→ **Exercise description**
Return every line of the records that contains the string "optional".

→ **Extracted entries**
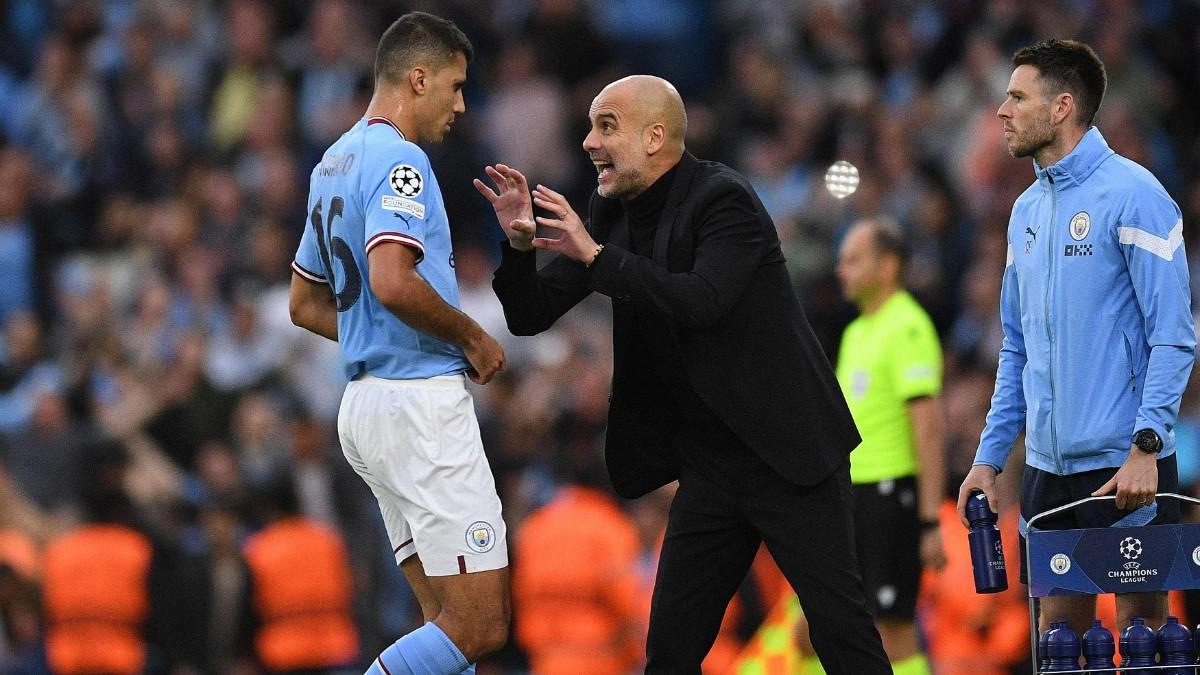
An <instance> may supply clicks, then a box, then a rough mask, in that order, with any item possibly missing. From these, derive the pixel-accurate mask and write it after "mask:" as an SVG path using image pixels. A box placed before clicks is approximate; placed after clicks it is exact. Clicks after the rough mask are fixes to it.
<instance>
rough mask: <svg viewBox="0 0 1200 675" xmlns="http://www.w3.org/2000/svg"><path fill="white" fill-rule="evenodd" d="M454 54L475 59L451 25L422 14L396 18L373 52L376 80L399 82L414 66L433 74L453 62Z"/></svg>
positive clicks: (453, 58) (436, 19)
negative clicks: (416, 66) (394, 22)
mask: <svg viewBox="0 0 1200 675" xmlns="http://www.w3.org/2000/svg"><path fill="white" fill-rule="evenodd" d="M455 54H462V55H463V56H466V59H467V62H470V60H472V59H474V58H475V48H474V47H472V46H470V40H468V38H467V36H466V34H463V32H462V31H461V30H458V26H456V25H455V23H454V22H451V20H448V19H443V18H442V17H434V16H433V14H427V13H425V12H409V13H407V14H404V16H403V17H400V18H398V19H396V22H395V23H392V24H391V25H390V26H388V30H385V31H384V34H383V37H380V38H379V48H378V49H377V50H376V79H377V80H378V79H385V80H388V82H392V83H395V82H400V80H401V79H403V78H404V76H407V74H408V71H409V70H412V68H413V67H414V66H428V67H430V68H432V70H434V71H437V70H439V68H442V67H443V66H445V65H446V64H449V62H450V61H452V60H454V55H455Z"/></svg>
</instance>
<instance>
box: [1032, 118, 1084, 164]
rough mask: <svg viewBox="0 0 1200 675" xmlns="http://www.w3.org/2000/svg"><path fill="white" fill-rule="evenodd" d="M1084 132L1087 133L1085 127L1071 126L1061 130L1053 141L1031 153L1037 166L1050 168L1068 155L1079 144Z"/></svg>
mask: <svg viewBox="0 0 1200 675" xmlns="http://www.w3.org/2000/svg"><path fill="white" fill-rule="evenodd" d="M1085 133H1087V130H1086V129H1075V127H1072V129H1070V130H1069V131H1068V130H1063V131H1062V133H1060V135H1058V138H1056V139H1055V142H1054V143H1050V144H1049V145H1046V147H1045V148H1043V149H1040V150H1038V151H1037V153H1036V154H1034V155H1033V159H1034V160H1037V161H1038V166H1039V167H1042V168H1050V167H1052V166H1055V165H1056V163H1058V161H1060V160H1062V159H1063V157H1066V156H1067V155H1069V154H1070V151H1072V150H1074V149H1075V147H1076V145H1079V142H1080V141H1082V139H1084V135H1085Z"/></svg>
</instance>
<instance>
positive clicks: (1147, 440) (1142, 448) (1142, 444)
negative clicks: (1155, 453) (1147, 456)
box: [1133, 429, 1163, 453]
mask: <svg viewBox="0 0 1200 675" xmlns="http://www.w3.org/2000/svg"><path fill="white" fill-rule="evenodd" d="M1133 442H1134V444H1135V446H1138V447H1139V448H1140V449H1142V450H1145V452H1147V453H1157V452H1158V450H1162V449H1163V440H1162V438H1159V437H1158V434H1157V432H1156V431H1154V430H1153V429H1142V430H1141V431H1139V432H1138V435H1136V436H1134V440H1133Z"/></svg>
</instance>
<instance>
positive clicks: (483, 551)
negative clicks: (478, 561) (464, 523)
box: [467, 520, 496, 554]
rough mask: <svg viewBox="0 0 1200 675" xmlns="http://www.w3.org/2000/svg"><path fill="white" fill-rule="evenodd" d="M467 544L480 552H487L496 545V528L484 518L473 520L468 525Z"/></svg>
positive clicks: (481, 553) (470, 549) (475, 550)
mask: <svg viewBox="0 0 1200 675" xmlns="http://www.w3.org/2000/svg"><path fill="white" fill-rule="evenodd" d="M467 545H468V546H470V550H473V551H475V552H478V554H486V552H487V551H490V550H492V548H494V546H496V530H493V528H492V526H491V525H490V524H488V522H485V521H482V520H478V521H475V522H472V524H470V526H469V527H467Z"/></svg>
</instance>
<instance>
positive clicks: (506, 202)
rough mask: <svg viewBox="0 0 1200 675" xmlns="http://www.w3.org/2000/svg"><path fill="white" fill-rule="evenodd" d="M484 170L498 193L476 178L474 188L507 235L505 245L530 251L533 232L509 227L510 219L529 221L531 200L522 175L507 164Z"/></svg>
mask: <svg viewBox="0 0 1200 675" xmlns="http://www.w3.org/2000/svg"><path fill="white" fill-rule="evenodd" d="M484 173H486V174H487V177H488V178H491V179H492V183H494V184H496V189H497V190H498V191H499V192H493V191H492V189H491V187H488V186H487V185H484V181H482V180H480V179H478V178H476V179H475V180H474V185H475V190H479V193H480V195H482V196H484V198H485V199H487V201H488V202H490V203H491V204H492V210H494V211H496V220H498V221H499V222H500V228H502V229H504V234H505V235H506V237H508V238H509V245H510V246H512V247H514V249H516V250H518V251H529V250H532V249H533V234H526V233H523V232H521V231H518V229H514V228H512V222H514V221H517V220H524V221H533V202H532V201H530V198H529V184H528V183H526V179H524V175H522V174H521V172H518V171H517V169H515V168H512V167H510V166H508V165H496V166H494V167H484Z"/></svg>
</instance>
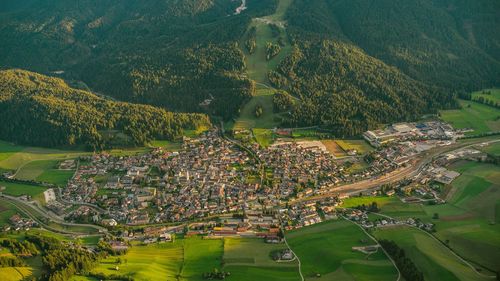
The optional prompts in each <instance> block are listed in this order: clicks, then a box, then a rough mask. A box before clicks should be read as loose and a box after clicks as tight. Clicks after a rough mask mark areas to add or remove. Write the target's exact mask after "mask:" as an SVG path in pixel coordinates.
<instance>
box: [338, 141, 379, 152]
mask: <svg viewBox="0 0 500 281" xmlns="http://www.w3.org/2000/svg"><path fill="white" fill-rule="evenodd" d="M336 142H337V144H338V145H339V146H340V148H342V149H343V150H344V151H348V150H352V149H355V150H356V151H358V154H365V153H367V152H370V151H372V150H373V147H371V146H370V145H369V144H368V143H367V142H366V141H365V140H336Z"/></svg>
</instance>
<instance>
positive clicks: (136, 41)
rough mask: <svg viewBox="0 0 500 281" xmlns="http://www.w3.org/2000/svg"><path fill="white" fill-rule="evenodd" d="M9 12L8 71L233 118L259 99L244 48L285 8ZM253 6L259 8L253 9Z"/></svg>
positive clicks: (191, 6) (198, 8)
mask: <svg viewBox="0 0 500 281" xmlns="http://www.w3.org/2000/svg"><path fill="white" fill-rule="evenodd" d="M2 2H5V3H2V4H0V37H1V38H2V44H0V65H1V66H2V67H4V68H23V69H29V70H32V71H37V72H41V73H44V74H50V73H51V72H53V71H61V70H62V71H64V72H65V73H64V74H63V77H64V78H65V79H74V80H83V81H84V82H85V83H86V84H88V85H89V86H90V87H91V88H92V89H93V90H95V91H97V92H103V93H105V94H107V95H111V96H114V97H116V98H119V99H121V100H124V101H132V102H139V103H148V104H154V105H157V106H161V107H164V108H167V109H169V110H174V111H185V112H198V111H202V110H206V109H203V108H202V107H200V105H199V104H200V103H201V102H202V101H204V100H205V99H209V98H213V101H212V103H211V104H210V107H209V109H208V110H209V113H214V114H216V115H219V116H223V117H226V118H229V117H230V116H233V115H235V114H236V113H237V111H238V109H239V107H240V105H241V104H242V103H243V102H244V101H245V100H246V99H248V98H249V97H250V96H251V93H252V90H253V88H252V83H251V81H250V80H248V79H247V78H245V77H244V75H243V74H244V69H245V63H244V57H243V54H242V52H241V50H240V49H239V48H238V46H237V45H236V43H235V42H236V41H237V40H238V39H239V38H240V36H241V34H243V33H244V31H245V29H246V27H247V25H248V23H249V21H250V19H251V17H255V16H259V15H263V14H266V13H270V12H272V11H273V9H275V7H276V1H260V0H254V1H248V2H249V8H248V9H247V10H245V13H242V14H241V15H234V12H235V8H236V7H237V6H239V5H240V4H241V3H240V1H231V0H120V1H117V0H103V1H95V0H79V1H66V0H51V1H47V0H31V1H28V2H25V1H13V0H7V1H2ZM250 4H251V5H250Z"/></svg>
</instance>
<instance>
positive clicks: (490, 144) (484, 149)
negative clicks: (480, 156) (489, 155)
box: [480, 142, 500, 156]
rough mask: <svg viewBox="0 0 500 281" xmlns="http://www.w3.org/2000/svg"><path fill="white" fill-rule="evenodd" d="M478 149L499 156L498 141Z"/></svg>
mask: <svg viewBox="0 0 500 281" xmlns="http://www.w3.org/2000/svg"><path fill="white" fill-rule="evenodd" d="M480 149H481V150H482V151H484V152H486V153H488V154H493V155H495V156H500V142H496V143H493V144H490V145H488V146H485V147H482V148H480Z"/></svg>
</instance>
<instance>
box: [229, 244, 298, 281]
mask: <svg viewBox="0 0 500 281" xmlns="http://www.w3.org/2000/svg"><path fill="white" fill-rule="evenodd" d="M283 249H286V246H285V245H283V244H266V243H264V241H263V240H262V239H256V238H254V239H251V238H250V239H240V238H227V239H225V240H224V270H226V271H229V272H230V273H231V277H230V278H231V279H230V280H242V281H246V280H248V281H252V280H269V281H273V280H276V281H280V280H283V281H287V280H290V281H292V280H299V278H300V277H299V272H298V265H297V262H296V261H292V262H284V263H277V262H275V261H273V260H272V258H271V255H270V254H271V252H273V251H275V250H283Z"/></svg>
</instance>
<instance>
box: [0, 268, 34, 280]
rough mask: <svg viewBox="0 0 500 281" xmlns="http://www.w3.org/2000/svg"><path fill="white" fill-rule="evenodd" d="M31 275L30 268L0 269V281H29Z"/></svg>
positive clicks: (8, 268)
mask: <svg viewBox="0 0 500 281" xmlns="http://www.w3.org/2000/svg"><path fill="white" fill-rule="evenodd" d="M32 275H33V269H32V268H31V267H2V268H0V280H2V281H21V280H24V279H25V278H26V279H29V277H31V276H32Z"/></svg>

==

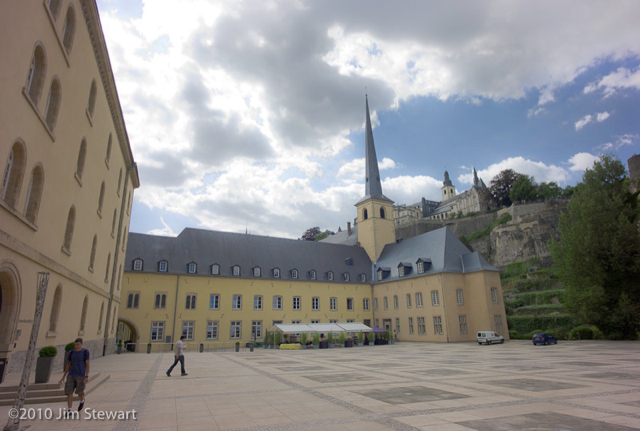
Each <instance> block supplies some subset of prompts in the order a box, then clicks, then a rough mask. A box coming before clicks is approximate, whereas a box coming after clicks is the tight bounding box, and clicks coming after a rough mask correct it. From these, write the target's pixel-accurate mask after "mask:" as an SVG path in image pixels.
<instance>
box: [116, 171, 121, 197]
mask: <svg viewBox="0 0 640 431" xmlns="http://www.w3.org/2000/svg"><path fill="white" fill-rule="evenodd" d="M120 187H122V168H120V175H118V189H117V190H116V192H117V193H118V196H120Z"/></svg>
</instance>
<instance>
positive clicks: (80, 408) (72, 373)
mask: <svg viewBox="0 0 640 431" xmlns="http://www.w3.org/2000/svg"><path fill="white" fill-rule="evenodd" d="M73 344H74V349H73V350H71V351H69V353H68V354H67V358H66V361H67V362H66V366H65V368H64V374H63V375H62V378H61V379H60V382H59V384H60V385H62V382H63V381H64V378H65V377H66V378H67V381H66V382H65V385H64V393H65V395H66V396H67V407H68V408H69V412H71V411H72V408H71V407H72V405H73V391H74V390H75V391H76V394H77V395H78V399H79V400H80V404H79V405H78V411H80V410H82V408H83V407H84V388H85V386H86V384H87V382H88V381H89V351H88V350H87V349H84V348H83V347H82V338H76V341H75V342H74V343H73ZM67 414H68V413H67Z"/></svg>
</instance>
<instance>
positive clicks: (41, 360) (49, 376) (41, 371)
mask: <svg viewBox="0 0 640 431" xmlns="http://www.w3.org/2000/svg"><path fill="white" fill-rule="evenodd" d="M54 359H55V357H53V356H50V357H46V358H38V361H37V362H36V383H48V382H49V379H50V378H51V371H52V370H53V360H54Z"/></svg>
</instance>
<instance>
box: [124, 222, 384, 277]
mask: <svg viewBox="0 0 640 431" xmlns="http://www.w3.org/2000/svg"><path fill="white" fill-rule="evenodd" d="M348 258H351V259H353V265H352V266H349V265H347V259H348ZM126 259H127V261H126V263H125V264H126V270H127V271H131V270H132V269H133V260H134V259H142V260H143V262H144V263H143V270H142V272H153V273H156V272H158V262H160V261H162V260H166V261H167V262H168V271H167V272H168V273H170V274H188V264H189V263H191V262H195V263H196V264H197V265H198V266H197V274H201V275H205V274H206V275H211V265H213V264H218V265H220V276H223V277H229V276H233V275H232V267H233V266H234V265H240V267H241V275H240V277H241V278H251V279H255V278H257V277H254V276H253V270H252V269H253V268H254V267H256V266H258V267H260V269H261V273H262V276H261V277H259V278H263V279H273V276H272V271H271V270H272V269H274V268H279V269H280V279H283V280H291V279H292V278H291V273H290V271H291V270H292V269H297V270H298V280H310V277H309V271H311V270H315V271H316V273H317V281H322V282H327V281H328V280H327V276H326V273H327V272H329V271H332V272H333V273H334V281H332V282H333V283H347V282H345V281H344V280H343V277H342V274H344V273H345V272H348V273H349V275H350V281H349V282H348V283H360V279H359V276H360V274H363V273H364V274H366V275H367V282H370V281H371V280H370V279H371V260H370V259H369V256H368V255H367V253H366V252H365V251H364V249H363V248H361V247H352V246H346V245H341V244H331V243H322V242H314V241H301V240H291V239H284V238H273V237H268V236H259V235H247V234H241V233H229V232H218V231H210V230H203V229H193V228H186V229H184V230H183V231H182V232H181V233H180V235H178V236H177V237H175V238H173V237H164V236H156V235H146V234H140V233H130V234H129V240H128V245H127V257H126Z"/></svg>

--

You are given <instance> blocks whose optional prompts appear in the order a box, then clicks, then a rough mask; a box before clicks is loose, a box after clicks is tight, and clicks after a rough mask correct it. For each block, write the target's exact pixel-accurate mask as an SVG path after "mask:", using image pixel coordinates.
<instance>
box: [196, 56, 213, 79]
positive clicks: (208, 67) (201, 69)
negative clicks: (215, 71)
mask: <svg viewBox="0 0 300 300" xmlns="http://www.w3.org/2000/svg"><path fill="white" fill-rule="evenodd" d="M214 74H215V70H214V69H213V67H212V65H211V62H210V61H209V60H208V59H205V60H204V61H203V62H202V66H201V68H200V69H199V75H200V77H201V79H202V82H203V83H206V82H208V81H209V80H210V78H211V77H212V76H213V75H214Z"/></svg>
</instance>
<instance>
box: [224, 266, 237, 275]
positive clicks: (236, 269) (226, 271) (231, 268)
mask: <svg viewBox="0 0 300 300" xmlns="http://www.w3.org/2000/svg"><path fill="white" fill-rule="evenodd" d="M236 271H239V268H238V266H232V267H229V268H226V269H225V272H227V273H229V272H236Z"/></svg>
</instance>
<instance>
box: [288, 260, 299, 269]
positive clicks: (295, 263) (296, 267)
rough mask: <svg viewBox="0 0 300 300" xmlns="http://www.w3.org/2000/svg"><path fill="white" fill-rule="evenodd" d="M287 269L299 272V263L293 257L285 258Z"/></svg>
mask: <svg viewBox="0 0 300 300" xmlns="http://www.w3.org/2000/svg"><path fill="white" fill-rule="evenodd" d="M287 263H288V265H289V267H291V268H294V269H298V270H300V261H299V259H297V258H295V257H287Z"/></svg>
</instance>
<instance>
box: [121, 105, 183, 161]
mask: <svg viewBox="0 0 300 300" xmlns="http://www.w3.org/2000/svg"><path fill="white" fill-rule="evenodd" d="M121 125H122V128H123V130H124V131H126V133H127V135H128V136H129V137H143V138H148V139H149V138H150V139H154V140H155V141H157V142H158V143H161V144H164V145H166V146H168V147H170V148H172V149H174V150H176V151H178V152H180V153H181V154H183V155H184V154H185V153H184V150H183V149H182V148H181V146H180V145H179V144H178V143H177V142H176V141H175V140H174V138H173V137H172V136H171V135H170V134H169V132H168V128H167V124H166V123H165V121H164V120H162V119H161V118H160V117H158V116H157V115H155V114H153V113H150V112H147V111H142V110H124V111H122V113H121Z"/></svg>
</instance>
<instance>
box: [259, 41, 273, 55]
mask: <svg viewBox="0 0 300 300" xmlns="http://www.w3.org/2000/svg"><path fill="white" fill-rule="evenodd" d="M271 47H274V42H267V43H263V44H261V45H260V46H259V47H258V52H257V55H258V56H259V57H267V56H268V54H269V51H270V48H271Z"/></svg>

→ **Result of the task**
The optional prompts in each <instance> block are listed in this order: clicks, then a box, then a rough mask. A box before clicks should be read as loose and a box after clicks as tight. Clicks after a rough mask mark areas to add or remove. Write the target's exact mask after "mask:" as an SVG path in pixel coordinates.
You are given <instance> blocks whose optional prompts appear in the order a box, then clicks, then a rough mask; a box before clicks is loose, a box after clicks is tight, and clicks after a rough mask correct it. For each block, write the target's exact pixel-accurate mask as an SVG path after "mask:", using image pixel coordinates.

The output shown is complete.